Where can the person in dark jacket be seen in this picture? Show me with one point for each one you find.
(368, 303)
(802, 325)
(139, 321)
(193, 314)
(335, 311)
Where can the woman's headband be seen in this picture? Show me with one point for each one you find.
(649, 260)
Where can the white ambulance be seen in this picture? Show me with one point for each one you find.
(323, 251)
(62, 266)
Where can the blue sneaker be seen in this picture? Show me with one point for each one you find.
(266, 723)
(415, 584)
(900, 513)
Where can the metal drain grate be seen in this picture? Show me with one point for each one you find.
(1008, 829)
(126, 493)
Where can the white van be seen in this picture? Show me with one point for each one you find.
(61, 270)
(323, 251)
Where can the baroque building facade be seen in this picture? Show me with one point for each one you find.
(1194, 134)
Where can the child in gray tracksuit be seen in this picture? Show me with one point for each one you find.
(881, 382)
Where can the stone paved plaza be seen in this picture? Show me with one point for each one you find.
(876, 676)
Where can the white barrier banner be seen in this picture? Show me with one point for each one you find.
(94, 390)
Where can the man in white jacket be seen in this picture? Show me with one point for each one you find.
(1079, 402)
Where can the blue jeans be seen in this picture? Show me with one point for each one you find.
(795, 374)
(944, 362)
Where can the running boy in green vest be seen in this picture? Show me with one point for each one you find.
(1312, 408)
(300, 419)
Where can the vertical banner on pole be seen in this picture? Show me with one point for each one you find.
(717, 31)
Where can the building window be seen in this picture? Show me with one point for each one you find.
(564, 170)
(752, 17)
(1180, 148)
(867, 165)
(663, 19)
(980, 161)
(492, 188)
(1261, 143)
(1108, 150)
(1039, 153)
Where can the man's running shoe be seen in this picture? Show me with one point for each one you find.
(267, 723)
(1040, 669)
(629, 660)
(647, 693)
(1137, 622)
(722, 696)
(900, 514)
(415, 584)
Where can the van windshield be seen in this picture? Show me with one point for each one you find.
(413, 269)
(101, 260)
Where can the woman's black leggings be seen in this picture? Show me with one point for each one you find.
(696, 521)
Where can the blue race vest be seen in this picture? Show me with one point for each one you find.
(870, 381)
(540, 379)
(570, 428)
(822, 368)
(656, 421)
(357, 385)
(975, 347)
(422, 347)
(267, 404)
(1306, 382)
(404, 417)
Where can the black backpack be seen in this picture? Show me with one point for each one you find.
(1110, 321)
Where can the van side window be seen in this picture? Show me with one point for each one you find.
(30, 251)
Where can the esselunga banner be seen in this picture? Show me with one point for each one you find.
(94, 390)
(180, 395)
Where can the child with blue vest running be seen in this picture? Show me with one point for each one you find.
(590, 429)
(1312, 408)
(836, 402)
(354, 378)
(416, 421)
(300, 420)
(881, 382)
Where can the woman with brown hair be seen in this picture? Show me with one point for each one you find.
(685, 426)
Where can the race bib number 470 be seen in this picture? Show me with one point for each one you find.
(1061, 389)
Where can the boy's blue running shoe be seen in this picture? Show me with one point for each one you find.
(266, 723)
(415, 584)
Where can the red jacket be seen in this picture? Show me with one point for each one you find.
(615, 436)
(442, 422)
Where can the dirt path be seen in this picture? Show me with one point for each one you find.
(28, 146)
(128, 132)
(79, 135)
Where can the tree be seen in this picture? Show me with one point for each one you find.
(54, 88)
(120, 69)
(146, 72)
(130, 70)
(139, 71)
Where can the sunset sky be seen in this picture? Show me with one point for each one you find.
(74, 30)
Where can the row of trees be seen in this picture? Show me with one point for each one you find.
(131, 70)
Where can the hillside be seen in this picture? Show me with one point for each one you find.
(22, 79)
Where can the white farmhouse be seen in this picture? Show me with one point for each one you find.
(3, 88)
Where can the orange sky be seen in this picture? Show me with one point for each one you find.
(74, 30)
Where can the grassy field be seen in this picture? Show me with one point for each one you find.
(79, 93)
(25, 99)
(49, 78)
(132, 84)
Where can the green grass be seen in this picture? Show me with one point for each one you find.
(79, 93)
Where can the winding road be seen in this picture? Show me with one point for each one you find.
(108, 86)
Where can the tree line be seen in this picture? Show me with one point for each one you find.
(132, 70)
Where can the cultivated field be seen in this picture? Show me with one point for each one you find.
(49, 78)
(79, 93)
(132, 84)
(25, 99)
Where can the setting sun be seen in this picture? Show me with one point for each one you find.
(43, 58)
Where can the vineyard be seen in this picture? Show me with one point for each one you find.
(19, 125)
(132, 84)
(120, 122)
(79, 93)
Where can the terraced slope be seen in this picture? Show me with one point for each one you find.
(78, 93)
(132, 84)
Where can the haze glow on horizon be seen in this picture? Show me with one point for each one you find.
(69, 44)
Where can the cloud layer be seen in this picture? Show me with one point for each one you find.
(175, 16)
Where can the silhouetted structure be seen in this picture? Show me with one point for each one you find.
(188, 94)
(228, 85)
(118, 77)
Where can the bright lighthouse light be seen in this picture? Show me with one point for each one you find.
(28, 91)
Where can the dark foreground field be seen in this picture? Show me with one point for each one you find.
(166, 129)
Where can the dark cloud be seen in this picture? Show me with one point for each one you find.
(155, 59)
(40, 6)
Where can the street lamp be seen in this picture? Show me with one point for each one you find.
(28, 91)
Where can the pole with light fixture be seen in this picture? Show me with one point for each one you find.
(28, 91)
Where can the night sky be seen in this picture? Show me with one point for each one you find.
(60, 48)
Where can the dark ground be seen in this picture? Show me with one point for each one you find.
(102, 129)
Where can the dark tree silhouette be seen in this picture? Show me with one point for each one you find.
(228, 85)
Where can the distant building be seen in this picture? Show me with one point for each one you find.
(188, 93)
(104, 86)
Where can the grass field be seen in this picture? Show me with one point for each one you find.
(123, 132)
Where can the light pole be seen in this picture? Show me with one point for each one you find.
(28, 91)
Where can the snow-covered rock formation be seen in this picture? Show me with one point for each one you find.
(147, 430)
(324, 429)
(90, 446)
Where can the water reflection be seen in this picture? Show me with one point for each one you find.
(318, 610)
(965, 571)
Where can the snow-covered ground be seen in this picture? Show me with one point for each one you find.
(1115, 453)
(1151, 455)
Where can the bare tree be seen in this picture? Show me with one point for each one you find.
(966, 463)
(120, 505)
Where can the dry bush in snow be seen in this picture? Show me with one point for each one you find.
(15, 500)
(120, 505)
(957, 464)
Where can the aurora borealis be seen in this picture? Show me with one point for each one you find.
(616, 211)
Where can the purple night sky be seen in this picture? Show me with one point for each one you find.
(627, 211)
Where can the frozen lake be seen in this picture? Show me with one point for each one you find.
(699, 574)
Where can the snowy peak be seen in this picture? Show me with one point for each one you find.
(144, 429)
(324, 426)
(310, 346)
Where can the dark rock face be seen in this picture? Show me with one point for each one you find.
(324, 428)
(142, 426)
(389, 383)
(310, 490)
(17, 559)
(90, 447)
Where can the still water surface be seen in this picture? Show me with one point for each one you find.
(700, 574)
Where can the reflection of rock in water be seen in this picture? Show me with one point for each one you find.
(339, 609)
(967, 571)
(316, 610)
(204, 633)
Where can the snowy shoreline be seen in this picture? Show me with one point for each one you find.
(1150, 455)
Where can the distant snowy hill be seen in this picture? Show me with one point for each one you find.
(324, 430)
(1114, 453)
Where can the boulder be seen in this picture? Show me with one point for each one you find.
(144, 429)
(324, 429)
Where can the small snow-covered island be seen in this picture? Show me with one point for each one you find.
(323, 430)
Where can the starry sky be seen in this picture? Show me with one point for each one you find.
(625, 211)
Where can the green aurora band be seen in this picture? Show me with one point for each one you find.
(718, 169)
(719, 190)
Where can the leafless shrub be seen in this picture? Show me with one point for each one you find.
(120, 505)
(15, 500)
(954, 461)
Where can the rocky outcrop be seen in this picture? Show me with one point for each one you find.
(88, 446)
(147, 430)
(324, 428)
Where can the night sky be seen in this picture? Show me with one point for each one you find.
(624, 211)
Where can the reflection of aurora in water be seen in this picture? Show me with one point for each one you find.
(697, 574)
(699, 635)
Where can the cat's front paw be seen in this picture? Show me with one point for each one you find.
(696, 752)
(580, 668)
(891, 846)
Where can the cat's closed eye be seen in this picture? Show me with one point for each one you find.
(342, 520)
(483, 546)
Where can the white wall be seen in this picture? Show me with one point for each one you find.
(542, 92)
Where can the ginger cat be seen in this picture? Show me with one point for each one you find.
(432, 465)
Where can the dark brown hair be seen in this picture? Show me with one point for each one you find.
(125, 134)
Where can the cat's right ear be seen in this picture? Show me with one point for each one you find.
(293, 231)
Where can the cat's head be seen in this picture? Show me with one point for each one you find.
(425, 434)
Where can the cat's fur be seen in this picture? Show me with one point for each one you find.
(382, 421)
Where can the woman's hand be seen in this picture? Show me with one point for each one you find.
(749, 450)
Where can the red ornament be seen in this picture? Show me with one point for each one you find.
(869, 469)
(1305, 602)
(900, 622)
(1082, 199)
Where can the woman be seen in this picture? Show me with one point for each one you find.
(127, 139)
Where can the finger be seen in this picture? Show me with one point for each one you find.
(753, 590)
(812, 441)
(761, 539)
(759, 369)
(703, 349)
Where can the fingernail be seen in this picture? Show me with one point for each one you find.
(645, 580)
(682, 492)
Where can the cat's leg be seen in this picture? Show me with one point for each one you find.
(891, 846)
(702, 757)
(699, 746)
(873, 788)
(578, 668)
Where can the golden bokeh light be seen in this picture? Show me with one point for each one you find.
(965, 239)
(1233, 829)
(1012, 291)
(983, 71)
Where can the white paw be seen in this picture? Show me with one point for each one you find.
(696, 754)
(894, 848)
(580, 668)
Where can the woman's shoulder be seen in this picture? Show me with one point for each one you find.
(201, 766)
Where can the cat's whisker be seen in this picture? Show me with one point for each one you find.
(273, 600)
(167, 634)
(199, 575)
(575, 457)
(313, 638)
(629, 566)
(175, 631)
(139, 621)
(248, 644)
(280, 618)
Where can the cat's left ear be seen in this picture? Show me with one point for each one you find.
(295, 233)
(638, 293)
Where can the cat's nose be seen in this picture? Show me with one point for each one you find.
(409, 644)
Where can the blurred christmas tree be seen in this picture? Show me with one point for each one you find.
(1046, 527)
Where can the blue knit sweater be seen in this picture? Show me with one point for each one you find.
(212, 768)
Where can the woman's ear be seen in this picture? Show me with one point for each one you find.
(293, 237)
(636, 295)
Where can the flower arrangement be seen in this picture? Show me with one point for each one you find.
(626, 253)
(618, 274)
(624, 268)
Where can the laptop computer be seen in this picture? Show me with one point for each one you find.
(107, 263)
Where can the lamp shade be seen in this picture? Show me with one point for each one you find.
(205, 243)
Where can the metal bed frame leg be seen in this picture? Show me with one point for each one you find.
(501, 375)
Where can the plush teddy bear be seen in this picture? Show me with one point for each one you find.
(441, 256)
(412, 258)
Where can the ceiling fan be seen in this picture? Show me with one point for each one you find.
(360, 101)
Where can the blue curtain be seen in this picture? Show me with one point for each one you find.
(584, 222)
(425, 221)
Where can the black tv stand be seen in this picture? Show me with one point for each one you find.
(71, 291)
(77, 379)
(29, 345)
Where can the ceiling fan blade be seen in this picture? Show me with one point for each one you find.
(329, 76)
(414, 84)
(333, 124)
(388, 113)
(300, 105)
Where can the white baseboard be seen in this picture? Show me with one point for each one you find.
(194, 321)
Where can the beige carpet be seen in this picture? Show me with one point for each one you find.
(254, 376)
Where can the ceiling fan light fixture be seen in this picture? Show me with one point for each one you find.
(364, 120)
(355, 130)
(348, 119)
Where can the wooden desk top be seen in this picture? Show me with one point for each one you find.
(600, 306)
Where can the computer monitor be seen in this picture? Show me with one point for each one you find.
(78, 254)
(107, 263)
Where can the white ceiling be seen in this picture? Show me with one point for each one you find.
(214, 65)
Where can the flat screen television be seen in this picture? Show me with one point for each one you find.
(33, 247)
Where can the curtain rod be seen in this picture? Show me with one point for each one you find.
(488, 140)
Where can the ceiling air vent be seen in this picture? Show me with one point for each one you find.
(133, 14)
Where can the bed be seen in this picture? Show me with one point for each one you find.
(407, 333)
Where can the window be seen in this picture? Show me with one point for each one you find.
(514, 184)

+++

TO DO
Only the lines from the one containing "Where can the ceiling air" through the last line of the records above are to be reproduced, exactly and with both ends included.

SOLUTION TO THIS PROBLEM
Where can the ceiling air vent be seen in this picture? Show me with one point for each one you find.
(133, 14)
Where can the bed be seen in this picture? Show me with one point for each one you find.
(407, 333)
Where can the window be seen in this picture? Show me with one point for each one you find.
(514, 184)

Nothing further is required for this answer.